Pick out each line of the material below that contains the string "point", matching case exactly.

§ Input material:

┌──

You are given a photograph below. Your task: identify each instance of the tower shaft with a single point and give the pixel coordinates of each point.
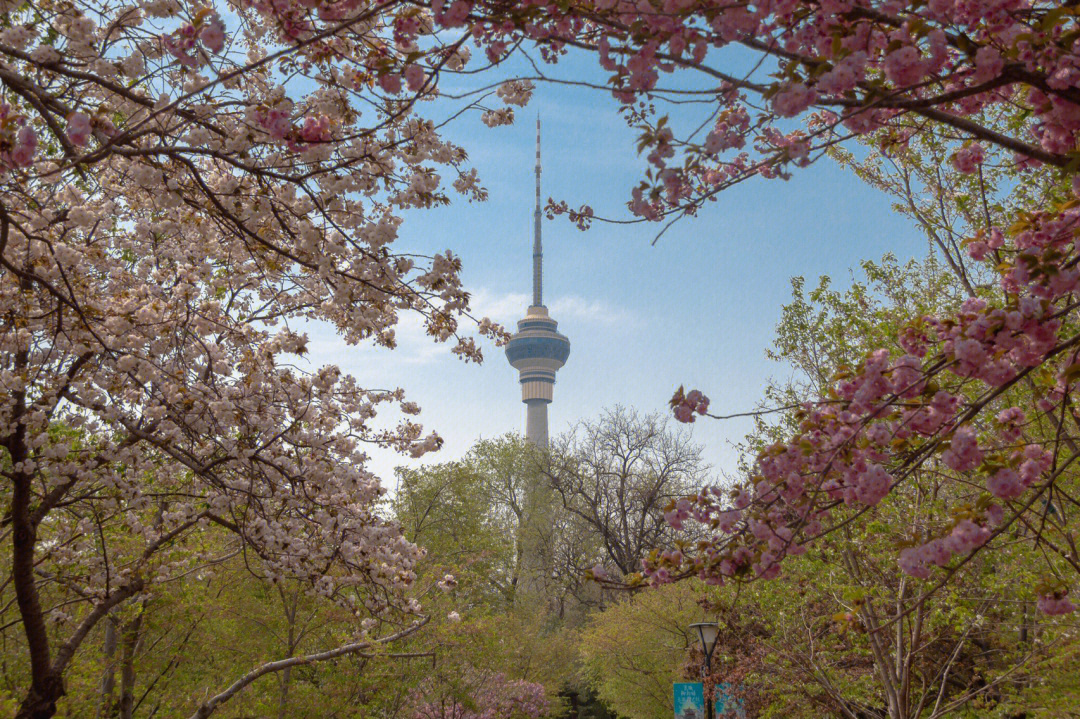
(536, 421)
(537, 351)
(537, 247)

└──
┌──

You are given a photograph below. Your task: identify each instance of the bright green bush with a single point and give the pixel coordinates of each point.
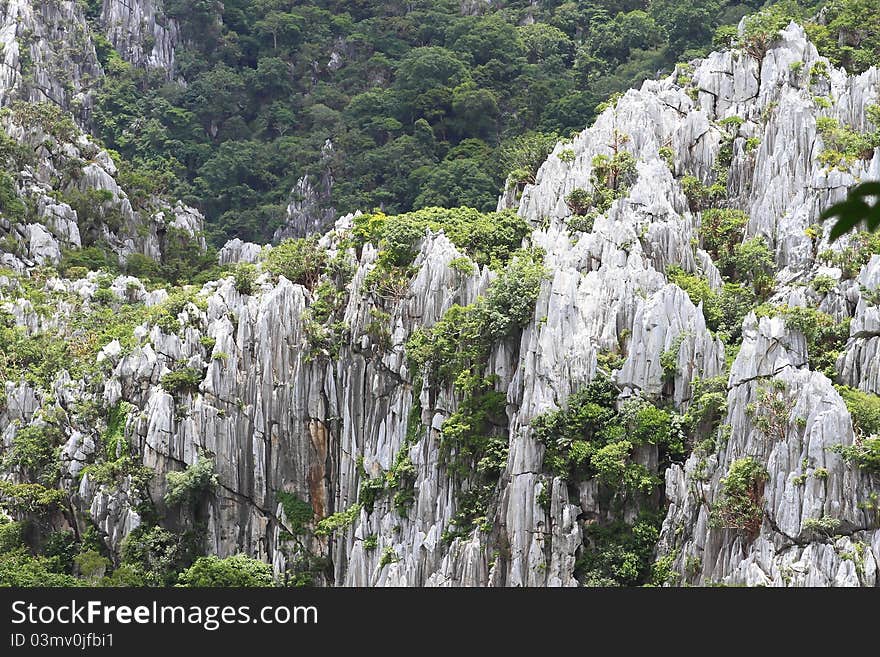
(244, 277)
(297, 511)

└──

§ Completed task:
You are given a photograph below. Your task: identify each instance of the tower shaft with a single point and give the pixel coordinates of each point.
You are given a photograph below. Your task: identify each instance of the bright green bush with a single point and give the pixel coordinates of each point.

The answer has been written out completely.